THE REQUEST -> Output as a JSON list of strings, one string per line with blank lines omitted, the rows from the start of the records up to and including the line containing "Query: <item>paving line in asphalt</item>".

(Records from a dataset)
↓

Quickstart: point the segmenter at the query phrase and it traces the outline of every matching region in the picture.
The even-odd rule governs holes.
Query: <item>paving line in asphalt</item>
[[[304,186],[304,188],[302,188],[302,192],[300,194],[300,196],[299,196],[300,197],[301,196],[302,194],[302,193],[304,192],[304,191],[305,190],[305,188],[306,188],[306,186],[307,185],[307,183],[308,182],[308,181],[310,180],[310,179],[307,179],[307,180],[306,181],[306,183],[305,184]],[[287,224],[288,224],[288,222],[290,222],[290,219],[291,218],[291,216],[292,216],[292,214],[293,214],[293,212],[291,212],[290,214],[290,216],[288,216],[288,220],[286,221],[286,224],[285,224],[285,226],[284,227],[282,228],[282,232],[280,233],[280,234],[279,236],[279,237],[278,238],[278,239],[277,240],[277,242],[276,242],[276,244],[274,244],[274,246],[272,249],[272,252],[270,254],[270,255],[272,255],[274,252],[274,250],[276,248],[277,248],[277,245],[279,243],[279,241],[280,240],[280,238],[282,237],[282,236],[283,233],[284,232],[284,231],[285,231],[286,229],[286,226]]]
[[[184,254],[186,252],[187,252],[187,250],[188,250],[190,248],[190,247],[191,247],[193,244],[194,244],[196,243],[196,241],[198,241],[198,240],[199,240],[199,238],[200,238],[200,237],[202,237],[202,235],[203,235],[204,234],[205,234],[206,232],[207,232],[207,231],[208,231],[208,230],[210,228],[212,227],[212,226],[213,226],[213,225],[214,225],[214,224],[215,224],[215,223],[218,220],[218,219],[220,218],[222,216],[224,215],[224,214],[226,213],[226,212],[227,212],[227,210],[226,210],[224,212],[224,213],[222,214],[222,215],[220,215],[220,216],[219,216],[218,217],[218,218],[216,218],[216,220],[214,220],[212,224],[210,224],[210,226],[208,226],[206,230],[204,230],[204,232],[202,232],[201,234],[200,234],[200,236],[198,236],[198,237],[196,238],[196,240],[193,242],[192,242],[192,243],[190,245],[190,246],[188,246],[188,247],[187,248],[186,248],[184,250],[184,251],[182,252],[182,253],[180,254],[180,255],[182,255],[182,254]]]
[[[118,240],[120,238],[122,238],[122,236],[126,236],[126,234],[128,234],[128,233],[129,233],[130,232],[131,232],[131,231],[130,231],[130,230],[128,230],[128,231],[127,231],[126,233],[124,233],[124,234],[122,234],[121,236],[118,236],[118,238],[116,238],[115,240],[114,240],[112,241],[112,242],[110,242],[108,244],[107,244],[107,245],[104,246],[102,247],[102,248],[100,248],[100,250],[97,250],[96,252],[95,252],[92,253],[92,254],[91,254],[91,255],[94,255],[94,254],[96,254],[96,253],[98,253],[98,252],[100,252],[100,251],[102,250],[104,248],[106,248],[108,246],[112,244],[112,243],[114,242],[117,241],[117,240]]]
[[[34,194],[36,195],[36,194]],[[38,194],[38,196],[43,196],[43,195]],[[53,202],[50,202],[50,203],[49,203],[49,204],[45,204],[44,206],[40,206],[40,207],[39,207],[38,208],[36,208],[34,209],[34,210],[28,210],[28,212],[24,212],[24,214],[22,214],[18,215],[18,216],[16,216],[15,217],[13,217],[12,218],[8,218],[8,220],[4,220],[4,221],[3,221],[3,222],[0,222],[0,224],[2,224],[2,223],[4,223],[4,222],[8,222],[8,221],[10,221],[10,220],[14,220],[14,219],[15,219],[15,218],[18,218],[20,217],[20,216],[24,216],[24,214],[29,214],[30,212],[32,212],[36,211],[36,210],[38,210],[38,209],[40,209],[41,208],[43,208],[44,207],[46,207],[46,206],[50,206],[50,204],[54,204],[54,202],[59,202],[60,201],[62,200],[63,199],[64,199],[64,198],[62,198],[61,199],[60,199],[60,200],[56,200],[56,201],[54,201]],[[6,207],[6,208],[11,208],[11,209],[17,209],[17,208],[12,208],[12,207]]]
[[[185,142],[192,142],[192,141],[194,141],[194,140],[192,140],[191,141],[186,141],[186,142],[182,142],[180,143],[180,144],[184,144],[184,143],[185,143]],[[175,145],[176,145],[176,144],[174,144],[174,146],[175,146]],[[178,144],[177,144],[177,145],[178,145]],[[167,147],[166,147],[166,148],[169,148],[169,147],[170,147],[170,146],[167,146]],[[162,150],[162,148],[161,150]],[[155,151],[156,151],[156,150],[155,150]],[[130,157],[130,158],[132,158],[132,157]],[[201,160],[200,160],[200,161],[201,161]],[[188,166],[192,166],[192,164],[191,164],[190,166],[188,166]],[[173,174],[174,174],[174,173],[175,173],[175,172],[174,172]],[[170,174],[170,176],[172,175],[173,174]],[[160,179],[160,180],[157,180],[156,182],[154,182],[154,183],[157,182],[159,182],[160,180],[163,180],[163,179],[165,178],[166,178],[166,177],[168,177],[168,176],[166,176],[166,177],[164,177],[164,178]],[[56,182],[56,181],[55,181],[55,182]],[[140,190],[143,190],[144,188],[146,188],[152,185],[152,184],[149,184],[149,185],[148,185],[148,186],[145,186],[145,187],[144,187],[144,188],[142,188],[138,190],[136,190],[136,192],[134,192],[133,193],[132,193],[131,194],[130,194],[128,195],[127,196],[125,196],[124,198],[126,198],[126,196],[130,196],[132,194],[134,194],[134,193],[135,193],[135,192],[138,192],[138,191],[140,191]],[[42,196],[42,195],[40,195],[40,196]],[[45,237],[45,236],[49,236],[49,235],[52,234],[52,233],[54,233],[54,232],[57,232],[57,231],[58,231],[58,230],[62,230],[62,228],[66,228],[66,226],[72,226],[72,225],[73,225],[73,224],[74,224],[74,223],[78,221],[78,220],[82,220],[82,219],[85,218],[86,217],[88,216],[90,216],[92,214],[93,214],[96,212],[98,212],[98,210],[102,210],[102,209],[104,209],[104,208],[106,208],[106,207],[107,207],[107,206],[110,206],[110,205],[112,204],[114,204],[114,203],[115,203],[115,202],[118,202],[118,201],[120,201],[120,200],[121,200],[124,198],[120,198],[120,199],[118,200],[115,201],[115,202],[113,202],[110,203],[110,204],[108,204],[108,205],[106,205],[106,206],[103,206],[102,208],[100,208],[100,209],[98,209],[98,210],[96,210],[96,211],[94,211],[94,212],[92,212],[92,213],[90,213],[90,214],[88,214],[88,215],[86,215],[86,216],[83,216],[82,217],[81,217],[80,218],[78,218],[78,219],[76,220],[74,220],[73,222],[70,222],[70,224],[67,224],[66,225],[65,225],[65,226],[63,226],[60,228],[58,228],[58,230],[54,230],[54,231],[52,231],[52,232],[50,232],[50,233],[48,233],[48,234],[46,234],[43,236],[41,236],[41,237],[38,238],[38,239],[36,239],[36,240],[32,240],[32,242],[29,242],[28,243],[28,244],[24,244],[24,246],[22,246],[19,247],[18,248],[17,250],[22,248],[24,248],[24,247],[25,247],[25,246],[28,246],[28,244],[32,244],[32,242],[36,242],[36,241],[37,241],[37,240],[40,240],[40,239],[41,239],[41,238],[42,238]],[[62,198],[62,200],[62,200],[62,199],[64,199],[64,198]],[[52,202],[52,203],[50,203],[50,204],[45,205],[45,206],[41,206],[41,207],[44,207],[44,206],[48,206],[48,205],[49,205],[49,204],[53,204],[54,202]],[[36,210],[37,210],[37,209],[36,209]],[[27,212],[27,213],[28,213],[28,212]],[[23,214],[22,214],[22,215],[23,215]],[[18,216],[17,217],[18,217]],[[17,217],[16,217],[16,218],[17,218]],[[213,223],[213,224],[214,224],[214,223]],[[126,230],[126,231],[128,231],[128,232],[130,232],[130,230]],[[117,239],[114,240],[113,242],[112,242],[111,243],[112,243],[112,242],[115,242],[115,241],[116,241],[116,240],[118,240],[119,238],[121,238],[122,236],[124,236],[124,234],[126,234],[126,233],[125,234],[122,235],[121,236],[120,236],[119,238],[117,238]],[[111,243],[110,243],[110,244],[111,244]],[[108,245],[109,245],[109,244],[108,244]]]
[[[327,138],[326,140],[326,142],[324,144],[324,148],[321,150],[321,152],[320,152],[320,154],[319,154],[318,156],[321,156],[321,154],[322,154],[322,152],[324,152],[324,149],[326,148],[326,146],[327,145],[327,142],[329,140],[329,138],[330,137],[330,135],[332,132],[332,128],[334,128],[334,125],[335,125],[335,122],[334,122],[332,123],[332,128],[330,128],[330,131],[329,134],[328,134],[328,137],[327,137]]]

↑

SOLUTION FOR THIS EXERCISE ->
[
  "Quickstart: point the segmenter at the query phrase and it traces the outline of every matching region in the picture.",
  "The even-odd rule governs holes.",
  "Query: <item>paving line in asphalt</item>"
]